### Action item
Exact copies of all the records are to be printed.

Start of Data for analysis

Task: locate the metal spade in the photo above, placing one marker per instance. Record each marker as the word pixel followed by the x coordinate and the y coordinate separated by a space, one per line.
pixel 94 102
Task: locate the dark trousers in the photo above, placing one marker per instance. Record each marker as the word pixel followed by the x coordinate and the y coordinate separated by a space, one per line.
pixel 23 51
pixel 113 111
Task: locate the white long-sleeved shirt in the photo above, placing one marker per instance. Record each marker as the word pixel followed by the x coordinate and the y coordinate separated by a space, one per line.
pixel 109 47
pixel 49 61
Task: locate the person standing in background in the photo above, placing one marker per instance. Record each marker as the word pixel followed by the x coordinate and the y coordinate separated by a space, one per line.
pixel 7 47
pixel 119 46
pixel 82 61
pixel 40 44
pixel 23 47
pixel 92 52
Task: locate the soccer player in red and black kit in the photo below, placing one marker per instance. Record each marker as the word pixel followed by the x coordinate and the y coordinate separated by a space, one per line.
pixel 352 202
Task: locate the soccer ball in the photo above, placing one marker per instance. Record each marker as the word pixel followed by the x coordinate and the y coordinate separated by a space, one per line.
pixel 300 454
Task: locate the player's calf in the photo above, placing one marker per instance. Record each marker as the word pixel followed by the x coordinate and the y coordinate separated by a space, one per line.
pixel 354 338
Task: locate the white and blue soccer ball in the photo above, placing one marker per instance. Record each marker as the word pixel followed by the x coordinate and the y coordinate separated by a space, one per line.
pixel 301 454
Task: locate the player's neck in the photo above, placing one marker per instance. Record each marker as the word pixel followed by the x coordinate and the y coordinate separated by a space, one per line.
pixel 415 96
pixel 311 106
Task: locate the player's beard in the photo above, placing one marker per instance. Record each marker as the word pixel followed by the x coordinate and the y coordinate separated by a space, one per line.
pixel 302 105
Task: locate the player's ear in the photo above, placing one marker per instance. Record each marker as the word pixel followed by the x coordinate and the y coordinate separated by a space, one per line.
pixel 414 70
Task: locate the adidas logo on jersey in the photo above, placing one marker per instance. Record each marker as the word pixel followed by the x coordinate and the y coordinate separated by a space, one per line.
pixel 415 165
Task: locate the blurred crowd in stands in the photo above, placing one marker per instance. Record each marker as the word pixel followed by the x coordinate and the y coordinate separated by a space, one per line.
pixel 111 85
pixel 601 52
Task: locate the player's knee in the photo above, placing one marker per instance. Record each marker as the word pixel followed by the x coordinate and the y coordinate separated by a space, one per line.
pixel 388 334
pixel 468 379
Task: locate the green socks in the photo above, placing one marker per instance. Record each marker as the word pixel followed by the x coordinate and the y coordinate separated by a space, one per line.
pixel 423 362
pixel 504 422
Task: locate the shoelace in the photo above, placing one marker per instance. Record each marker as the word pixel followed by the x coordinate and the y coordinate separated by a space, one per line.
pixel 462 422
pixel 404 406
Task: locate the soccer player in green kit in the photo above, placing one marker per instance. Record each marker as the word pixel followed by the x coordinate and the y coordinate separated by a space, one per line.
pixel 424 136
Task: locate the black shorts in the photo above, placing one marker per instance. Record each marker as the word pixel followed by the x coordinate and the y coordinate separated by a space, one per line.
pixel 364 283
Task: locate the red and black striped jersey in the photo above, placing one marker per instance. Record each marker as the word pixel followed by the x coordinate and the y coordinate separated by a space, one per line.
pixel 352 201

End of Data for analysis

### Answer to this exercise
Task: locate the metal spade in the photo above, placing one marker per instance. Record each marker as the word pixel followed by the x coordinate and the y coordinate separated by a space, one per line.
pixel 94 102
Task: locate the dark trousers in the photo above, placing one marker per instance. Record each marker as the word pixel followed by the x coordinate and the y coordinate separated by a space, one per line.
pixel 23 51
pixel 113 111
Task: locate the white long-sleeved shirt in the photo above, placing one marker per instance. Record each marker as the word pixel followed by the x coordinate and the y coordinate separated by a space, one per line.
pixel 109 47
pixel 49 61
Task: locate the person standing in background in the photo above, placing one marker per instance. Record each marker as the word pixel followed by the x coordinate and the y coordinate separated by a space, one per line.
pixel 7 47
pixel 119 46
pixel 82 61
pixel 40 44
pixel 23 47
pixel 92 52
Task: locate the soccer player in red and black kit in the photo below, placing one marker per instance. Record each marker as the word pixel followed by the x coordinate and the y coordinate separated by a space, one per line.
pixel 352 202
Task: locate the soccer ball in the photo above, placing one marker per instance. Record each marker as the word pixel followed by the x coordinate and the y coordinate separated by a space, one per line.
pixel 300 454
Task: locate the player's calf in the photo above, placing one marker per instance. Record each marker as the word pixel followed by the x coordinate and the y coordinate separated by a space, one per line.
pixel 354 338
Task: locate the white and blue soccer ball in the photo above, placing one marker per instance. Record each marker as the word pixel followed by the x coordinate and the y coordinate separated by a space, one per line.
pixel 301 454
Task: locate the player's neck in the photo above, placing one marker per instance. Record each marker as the word pixel followed by the x coordinate and the y coordinate separated by a space, one per line.
pixel 415 96
pixel 311 106
Task: locate the player's beard in the photo above, placing one marker per instance. Record each marker as the word pixel followed by the x coordinate and the y coordinate separated by a space, one per line.
pixel 302 105
Task: locate the player's ear in the photo above, placing one marker per instance. Record each marker as the word pixel followed by the x coordinate and the y coordinate separated by a space, one per line.
pixel 414 70
Task: locate the adidas logo on jersey in the photo above, placing one marker per instance. Record each marker as the word pixel followed by the x coordinate and the y coordinate separated by a space, one per line.
pixel 415 165
Task: locate the blurred crowd in stands in the photo above, placing one marker per instance. Record each marker as the word pixel followed by the x coordinate and the y coordinate separated by a space, one per line.
pixel 111 85
pixel 601 52
Task: locate the player's knee in the photo above, placing one marker per instance. Record each marker as the word pixel followed by the x coordinate and the y coordinate separated by a space, one per line.
pixel 388 334
pixel 468 379
Task: locate the green socks in the photo above, placing one marker per instance. Record each marker as the word pixel followed by the x coordinate and the y coordinate separated by a space, one per line.
pixel 423 362
pixel 504 422
Task: locate the shoelace in the photo above, placing one marker per instance. Record each marker as the word pixel followed by the x coordinate and the y coordinate separated by a space, one per line.
pixel 462 422
pixel 404 406
Task: locate the soccer player in green kit in the photo above, placing one marker per instance. Record each marker as the word pixel followed by the x coordinate and the y coordinate separated by a space, one per line.
pixel 424 136
Task: locate the black shorts in the photo above, placing one marker per instance. Record each marker as the word pixel followed by the x coordinate and the y coordinate separated by a space, one per line.
pixel 364 283
Task: locate the red and black striped jersey in the photo above, placing one marker per instance. Record each marker as the word pixel followed by the x coordinate and the y coordinate separated by a space, one per line.
pixel 352 201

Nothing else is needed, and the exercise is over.